** Exercise description **
Count the lines in the rows below that contain the string "sign", matching case exactly, and give only that number.
---------- Data excerpts ----------
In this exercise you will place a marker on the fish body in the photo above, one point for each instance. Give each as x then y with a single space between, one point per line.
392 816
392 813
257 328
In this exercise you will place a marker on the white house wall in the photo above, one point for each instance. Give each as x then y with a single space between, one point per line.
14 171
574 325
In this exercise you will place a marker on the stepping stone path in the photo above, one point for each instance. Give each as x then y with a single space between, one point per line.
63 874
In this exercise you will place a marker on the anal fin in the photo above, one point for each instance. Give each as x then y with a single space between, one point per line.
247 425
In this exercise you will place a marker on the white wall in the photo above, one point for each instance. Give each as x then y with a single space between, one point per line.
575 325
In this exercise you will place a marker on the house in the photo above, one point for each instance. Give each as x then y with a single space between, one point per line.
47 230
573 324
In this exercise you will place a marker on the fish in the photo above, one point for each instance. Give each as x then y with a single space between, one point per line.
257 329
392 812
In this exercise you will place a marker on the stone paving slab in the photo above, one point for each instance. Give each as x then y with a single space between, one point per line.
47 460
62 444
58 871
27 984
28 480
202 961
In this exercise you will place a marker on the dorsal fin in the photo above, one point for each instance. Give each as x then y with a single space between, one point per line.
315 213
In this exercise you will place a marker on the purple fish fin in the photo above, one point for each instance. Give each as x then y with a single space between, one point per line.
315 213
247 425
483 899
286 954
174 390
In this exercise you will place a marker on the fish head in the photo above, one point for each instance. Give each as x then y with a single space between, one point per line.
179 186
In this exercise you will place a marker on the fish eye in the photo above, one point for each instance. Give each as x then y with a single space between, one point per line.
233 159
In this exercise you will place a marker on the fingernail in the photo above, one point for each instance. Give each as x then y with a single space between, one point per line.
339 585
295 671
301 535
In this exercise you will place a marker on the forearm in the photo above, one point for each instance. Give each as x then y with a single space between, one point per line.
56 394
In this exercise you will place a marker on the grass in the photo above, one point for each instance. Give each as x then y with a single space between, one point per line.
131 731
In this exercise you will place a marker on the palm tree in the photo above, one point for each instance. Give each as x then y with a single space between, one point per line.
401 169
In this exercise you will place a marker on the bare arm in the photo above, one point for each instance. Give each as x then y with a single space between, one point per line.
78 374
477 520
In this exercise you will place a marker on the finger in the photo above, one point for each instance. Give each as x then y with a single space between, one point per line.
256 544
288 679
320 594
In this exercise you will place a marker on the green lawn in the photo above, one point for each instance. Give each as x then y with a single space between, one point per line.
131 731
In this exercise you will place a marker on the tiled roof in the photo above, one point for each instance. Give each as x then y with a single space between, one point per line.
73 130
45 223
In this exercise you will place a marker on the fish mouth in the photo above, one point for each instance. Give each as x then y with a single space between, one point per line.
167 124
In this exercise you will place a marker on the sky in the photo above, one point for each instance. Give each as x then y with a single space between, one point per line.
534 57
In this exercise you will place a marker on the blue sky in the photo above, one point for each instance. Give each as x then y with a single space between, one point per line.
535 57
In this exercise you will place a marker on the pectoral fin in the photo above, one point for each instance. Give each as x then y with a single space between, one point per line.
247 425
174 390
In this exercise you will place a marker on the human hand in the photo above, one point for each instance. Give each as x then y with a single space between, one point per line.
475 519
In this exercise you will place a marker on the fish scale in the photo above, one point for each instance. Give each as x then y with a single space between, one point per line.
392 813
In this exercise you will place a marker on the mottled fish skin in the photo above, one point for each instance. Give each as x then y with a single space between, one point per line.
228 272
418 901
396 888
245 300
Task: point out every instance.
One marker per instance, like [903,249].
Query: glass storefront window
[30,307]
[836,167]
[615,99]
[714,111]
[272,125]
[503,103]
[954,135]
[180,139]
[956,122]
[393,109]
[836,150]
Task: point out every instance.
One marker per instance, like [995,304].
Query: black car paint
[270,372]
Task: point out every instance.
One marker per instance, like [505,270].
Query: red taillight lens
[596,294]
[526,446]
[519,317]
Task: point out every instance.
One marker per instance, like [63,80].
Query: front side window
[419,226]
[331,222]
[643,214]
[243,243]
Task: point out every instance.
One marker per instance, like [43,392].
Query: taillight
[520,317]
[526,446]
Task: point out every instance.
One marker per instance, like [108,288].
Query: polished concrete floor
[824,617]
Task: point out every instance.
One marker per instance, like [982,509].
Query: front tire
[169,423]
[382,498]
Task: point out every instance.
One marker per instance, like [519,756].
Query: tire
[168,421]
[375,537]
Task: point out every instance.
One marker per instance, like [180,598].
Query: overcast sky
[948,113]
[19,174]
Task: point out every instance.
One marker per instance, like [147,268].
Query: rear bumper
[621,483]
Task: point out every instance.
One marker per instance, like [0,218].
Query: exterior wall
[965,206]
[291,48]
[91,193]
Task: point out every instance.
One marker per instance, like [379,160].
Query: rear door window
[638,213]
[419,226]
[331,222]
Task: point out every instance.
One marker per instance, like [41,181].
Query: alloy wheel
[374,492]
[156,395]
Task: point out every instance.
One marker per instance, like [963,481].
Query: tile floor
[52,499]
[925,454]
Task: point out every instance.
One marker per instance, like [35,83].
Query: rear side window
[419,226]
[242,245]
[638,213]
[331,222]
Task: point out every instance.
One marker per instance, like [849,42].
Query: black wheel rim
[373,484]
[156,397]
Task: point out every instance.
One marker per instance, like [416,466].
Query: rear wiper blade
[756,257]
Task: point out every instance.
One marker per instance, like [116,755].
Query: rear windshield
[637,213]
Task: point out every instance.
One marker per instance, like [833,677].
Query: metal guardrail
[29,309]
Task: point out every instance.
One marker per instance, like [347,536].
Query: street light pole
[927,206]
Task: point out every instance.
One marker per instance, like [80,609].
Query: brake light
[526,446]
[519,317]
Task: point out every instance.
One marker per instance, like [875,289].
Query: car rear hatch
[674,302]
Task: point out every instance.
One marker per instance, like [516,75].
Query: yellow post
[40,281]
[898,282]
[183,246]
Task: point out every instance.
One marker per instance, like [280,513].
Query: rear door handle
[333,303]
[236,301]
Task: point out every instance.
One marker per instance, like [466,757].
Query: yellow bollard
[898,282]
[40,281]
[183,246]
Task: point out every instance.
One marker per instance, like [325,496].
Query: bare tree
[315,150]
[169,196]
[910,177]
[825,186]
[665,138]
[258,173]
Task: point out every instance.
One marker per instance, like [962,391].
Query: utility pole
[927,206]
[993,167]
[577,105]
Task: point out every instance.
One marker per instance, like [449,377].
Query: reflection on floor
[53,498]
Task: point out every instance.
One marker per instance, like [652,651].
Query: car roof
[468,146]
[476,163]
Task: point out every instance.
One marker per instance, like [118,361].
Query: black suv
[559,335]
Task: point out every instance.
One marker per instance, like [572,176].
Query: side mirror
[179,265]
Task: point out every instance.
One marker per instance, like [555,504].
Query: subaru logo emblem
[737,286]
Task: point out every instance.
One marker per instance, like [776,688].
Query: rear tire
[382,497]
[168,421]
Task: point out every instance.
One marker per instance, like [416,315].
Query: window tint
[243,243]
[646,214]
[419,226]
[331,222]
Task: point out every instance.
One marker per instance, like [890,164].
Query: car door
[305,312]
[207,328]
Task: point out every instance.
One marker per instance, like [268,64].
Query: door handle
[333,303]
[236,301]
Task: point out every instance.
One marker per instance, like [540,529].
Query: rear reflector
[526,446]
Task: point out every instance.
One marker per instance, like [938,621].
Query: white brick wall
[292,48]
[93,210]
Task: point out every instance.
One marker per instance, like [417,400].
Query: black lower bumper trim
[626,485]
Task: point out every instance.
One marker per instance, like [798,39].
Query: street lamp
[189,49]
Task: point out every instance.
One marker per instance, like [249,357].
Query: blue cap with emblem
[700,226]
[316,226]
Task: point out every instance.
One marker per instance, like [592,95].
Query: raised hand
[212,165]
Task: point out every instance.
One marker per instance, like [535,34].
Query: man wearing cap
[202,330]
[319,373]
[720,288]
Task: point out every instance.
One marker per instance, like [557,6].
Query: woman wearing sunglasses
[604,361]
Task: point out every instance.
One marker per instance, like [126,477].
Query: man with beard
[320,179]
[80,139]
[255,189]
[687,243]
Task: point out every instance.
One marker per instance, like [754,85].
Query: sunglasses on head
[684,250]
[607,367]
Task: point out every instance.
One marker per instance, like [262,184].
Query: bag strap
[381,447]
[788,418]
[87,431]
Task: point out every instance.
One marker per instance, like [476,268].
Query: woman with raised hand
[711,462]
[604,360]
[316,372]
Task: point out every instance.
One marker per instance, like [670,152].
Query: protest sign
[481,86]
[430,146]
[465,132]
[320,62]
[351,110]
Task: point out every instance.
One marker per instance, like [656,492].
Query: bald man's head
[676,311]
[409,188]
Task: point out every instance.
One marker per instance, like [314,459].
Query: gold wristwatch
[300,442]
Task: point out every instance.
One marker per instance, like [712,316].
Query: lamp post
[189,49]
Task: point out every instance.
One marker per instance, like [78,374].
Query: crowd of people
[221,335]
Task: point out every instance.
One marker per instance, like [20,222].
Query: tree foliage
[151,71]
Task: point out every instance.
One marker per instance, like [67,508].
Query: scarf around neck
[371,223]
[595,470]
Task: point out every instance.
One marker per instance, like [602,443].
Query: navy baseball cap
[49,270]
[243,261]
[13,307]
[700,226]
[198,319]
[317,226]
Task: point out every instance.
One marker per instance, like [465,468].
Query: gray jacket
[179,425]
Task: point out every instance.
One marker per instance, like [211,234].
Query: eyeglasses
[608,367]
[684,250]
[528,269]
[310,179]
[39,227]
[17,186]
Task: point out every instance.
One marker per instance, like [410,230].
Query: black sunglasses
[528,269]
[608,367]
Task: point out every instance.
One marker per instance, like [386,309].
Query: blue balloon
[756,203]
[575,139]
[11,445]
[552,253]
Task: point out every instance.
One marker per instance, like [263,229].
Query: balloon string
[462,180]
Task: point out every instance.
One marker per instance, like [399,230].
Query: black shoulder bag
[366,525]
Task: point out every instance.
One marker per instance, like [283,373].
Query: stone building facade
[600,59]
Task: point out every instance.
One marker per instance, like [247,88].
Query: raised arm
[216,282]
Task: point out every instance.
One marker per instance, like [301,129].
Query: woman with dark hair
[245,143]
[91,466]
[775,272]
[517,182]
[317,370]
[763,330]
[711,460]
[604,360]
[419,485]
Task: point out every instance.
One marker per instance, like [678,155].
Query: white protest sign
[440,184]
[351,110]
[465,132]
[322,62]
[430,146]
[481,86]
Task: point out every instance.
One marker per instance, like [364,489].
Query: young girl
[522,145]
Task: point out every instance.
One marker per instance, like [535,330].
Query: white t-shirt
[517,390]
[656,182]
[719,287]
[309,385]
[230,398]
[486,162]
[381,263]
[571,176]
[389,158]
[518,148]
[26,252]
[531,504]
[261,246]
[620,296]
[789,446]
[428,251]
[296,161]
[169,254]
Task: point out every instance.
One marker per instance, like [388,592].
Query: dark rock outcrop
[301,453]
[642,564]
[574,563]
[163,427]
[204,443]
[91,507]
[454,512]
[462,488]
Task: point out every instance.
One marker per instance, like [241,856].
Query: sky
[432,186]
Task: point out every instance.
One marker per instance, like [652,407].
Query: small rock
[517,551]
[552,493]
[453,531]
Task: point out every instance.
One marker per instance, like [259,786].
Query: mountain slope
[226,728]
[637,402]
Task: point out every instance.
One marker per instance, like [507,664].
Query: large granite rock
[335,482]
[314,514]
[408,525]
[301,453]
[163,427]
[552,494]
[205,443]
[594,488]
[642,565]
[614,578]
----------
** Reply to the exercise **
2